**GOAL:** Transcribe every one of the following records verbatim, omitting the pictures from your copy.

**LISTING:**
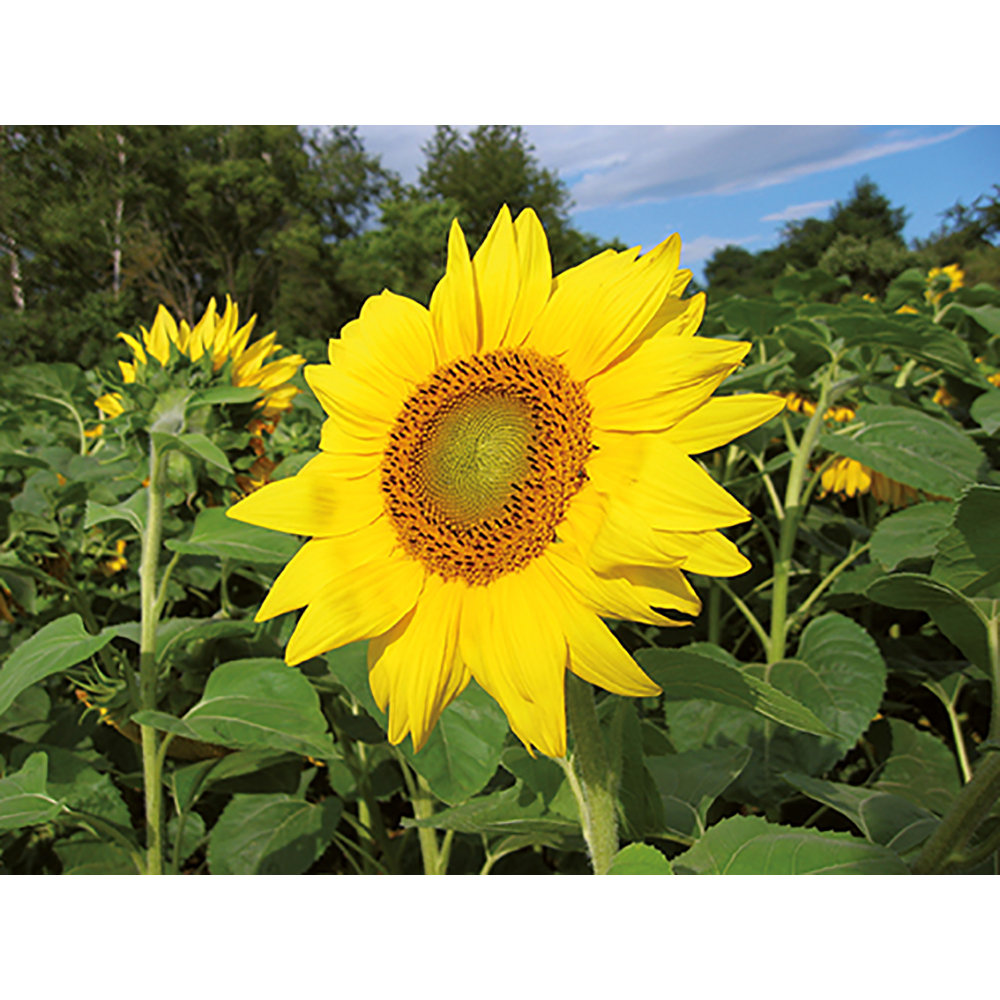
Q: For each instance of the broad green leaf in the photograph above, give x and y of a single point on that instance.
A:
(58, 646)
(82, 854)
(910, 447)
(221, 536)
(684, 674)
(909, 336)
(911, 534)
(959, 618)
(463, 751)
(806, 285)
(206, 450)
(986, 411)
(188, 783)
(921, 769)
(881, 817)
(133, 510)
(513, 811)
(690, 782)
(24, 797)
(969, 555)
(73, 781)
(749, 845)
(221, 394)
(838, 672)
(271, 835)
(254, 705)
(759, 316)
(640, 859)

**EXERCISE OUTPUT:**
Q: For each instance of the broad green leaf in the photograph above, give x and y of a single point on that instance.
A:
(58, 646)
(82, 854)
(910, 447)
(221, 536)
(684, 674)
(909, 336)
(911, 534)
(959, 618)
(463, 751)
(806, 285)
(206, 450)
(986, 411)
(188, 783)
(921, 769)
(881, 817)
(133, 510)
(513, 811)
(690, 782)
(24, 797)
(969, 555)
(73, 781)
(749, 845)
(221, 394)
(838, 672)
(271, 835)
(254, 705)
(759, 316)
(640, 859)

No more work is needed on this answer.